INSTRUCTIONS TO FOLLOW
In the listing below, locate the line containing "Task: tag the aircraft" and the line containing "Format sample: [549, 359]". Output both of them and every line between, exactly as written, and nothing more.

TASK INPUT
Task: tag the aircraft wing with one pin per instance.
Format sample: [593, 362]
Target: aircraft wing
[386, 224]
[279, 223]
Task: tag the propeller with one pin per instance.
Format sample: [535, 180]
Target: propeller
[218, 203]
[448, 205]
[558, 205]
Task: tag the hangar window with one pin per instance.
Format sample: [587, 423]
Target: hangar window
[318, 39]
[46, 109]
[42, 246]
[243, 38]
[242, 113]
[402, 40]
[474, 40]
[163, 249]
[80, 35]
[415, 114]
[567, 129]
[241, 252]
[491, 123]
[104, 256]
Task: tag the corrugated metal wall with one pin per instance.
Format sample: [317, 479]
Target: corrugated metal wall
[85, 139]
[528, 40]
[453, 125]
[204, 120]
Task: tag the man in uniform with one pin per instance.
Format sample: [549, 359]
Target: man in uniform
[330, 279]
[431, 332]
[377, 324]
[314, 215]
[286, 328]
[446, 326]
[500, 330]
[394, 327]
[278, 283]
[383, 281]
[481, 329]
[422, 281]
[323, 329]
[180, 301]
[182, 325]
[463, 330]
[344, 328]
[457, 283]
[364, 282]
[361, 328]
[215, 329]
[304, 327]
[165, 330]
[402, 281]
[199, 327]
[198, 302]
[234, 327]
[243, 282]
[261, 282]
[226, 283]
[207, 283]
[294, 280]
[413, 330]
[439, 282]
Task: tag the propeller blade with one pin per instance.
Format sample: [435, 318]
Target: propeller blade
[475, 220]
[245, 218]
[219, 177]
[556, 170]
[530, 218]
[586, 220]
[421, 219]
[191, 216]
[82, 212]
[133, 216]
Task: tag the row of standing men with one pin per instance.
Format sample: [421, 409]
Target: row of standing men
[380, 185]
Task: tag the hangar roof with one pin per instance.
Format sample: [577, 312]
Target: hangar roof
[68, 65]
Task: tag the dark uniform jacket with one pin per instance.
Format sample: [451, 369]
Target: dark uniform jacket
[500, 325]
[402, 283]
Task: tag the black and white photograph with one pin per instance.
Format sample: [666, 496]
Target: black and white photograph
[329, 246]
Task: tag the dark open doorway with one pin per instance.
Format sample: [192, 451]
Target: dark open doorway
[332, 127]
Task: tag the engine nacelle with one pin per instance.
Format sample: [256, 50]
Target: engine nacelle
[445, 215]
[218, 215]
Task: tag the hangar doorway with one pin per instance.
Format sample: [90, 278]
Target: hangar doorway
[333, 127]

* * *

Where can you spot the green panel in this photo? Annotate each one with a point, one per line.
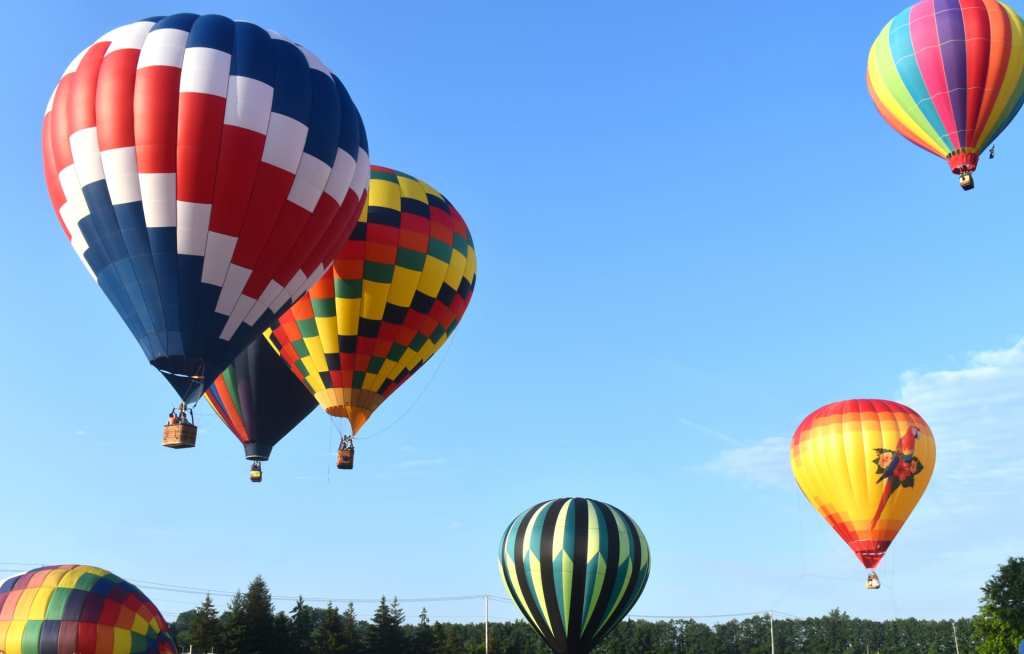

SOLUTION TO THE EXERCISE
Task: tag the aircraft wing with one pin per instance.
Format sample: [593, 362]
Target: aircraft wing
[386, 224]
[279, 223]
Task: tag the propeller with one pin per instance.
Format sample: [535, 180]
Target: propeller
[218, 203]
[448, 205]
[558, 205]
Task: tag the hangar window with one pin per instance.
Format sample: [587, 423]
Target: hangar window
[318, 39]
[46, 109]
[42, 246]
[243, 38]
[242, 113]
[402, 40]
[474, 40]
[163, 249]
[80, 35]
[415, 114]
[567, 129]
[241, 252]
[491, 123]
[104, 256]
Task: tag the corrugated metal wall with one pin per instance.
Format sample: [317, 479]
Target: corrugated metal wall
[85, 139]
[528, 40]
[453, 125]
[204, 120]
Task: tag the man in uniform with one pin per instance.
Format sample: [549, 359]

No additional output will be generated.